## ARTICLE
Fair value is the price that would be received to sell assets or paid to transfer a liability in an orderly transaction between market participant at the measurement date.
The fair values of the financial assets and liabilities are included at the amount at which the instrument could be exchanged in a current transaction between willing parties, other than in a forced or liquidation sale.
The following methods and assumptions were used to estimate the fair values:
1. Fair value of cash and deposits, trade and other receivables, trade payables and other current liabilities, approximate their carrying amounts largely due to short term maturities of these instruments.
2. The fair values of non-current borrowings are based on discounted cash flows using a current borrowing rate. They are classified as level 3 fair values in the fair value hierarchy due to the use of unobservable inputs, including own credit risk.
3. For financial assets and liabilities that are measured at fair value, the carrying amounts are equal to the fair values.
The Company uses the following hierarchy for determining and disclosing the fair value of financial instruments by valuation technique:
Level 1 : quoted (unadjusted) prices in active markets for identical assets or liabilities.
Level 2: other techniques for which all inputs which have a significant effect on the recorded fair value are observable, either directly or indirectly.
Level 3: techniques which use inputs that have a significant effect on the recorded fair value that are not based on observable market data.

## WRITTEN INSTRUCTION 1
Count the lines of the entries that contain the string "boat", treating uppercase and lowercase letters as distinct, and give only the number.

## EXERCISE MATERIALS
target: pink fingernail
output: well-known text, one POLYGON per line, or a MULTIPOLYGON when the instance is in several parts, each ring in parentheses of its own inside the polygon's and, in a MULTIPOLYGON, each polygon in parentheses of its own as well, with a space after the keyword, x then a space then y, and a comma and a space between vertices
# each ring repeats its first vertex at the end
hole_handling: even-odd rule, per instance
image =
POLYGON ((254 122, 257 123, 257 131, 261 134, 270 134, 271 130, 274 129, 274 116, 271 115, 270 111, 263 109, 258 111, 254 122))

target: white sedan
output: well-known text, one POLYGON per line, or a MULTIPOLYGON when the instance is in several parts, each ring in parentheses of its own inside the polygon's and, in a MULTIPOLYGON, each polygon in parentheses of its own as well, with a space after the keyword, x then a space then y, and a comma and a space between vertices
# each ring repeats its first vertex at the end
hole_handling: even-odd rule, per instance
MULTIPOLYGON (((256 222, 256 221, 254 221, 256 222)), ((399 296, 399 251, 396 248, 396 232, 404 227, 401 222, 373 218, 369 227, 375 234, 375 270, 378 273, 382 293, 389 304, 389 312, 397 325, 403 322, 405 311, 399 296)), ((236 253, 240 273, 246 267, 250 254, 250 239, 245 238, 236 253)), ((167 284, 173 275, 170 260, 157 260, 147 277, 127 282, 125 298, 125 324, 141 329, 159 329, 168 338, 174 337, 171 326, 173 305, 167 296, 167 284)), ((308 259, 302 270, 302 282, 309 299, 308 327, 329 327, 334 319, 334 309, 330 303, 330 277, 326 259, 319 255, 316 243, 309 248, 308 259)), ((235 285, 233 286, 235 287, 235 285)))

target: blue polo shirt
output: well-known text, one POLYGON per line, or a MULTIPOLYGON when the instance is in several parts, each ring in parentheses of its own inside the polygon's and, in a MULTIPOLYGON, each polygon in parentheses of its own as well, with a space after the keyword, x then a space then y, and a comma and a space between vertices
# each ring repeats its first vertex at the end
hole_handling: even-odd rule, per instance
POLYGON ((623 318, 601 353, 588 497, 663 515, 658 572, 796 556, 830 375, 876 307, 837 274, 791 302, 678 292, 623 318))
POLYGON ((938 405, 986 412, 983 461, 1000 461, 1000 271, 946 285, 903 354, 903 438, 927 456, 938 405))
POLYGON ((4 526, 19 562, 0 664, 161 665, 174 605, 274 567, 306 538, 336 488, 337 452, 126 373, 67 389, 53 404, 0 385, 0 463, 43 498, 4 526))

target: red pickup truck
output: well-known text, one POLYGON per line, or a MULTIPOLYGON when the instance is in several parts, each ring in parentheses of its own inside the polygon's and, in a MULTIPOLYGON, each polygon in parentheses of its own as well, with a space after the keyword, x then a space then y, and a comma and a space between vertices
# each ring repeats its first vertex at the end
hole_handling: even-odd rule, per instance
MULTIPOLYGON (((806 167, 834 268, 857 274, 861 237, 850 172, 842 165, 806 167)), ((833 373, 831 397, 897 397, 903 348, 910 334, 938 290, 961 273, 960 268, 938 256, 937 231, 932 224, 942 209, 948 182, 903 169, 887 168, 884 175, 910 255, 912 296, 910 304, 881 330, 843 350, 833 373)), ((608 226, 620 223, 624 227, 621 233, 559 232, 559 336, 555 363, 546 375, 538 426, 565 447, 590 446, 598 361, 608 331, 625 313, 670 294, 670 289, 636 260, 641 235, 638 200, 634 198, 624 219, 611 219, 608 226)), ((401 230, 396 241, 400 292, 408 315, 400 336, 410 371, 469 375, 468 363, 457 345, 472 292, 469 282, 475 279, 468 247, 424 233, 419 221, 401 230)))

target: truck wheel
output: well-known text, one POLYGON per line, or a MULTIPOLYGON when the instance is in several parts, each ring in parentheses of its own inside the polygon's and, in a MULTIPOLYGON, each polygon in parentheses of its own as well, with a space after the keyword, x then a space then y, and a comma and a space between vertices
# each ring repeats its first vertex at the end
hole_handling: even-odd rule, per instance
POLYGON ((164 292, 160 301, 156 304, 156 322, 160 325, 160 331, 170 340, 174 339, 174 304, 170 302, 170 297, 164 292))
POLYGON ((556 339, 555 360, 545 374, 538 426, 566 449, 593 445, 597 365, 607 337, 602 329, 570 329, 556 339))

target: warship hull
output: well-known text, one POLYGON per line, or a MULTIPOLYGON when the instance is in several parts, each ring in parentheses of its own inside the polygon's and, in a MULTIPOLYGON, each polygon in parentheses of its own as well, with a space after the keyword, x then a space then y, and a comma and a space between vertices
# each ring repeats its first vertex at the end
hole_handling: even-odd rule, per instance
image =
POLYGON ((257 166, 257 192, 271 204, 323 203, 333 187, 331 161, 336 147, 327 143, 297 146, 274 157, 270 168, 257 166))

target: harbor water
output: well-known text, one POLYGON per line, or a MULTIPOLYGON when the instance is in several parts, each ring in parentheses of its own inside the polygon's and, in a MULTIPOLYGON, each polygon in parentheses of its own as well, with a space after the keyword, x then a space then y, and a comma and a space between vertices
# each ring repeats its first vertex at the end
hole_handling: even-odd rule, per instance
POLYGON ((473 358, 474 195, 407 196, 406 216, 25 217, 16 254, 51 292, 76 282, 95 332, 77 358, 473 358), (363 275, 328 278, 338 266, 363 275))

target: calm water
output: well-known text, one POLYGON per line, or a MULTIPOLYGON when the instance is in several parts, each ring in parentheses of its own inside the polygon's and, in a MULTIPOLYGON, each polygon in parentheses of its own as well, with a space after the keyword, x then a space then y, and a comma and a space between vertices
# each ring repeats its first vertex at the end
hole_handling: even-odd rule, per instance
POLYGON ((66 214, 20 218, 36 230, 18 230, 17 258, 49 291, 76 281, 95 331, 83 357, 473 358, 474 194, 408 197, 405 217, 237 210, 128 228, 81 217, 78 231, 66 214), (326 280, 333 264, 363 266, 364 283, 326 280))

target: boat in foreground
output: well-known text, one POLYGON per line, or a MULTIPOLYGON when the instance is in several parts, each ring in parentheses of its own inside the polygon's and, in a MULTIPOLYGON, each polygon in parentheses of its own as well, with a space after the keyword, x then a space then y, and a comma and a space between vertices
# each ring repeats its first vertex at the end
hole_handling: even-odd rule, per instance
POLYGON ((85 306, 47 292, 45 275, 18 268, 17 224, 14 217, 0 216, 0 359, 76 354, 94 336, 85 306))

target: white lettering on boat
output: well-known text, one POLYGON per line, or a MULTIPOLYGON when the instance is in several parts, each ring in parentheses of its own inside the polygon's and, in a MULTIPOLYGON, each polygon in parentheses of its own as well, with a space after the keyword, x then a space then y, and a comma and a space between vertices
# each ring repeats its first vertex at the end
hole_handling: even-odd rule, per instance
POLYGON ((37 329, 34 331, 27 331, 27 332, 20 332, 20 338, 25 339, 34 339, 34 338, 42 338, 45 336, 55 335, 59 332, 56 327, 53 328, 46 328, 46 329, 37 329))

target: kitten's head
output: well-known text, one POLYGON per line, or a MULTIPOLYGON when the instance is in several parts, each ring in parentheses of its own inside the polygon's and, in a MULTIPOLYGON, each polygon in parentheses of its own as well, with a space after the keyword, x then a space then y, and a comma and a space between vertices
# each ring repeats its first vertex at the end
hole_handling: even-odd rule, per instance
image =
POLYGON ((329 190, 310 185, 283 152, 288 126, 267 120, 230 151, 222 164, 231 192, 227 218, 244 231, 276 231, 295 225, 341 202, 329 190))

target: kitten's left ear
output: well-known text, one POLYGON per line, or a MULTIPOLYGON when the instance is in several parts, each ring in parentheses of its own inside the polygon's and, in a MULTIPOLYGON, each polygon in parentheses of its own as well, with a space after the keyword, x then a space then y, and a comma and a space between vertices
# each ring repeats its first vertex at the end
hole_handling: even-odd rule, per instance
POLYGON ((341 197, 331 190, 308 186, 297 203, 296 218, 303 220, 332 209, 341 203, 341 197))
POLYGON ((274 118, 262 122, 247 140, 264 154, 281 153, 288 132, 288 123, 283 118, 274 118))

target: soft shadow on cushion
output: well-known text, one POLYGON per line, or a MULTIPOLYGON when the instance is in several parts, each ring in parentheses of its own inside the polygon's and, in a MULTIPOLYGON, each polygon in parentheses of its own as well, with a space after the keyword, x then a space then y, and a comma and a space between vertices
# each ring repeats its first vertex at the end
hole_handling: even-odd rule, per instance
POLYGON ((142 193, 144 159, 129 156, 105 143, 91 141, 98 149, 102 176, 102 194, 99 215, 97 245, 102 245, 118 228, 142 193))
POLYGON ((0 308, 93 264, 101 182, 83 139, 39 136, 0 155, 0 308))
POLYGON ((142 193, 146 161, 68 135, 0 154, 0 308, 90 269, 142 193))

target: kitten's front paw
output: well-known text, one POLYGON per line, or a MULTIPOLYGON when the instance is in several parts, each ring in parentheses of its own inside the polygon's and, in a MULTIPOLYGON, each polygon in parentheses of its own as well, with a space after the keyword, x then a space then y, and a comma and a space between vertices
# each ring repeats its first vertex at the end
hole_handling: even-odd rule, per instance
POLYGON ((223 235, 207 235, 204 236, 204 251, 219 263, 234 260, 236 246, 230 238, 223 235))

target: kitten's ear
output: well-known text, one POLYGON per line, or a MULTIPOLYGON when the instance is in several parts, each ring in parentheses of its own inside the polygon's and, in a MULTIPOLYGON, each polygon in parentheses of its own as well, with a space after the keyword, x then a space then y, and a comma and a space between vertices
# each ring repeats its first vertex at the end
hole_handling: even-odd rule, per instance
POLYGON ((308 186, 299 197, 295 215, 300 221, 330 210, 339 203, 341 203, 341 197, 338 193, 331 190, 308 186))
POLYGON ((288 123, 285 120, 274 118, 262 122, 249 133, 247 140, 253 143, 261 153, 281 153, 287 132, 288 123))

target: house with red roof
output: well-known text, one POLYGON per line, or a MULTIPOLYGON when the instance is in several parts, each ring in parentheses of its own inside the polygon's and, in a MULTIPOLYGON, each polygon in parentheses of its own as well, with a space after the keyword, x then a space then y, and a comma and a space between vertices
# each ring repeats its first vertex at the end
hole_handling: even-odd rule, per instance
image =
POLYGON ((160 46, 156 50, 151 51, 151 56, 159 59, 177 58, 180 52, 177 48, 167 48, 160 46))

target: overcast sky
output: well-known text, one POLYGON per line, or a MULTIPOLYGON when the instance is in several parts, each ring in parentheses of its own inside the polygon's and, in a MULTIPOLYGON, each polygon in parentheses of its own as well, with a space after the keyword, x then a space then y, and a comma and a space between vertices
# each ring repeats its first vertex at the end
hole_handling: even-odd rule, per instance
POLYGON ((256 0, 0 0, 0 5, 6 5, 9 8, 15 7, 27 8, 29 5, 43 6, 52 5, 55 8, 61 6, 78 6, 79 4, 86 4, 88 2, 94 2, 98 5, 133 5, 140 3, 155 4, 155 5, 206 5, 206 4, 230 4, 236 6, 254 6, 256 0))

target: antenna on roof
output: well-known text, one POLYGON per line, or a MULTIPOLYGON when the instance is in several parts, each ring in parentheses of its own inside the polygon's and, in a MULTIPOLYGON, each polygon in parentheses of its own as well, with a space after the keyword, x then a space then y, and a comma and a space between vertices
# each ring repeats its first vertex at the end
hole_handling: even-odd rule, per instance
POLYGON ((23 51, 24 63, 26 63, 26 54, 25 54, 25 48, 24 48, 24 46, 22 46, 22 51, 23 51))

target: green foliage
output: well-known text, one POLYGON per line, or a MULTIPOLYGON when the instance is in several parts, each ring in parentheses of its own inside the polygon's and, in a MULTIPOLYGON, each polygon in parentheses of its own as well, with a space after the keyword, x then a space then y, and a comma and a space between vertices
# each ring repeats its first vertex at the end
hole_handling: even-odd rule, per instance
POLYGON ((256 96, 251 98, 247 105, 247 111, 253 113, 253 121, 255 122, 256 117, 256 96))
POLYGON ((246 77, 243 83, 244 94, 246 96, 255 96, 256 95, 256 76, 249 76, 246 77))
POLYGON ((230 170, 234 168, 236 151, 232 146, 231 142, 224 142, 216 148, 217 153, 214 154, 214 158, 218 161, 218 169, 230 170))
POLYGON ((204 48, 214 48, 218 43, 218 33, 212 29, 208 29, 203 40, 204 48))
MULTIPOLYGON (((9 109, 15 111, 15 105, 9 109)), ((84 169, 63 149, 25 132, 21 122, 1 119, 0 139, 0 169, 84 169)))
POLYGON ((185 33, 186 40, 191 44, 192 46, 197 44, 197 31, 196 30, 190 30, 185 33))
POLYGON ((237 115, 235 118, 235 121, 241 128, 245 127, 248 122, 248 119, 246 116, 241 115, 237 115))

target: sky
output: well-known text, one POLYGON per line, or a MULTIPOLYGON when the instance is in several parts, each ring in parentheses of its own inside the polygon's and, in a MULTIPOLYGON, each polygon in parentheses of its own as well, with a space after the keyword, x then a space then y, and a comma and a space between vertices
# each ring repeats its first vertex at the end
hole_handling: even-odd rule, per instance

## WRITTEN INSTRUCTION 2
For the passage on fair value, say whether each statement agrees with it, answering yes or no and quoting the passage's deciding words: (a) Non-current borrowings are classified as level 3 fair values. (b) Level 1 relies on adjusted prices in active markets. (c) The fair values of trade payables are based on discounted cash flows.

## FULL SOLUTION 1
2

## FULL SOLUTION 2
(a) Yes. "They are classified as level 3 fair values in the fair value hierarchy due to the use of unobservable inputs, including own credit risk."
(b) No. "quoted (unadjusted) prices in active markets for identical assets or liabilities."
(c) No. "Fair value of cash and deposits, trade and other receivables, trade payables and other current liabilities, approximate their carrying amounts largely due to short term maturities of these instruments."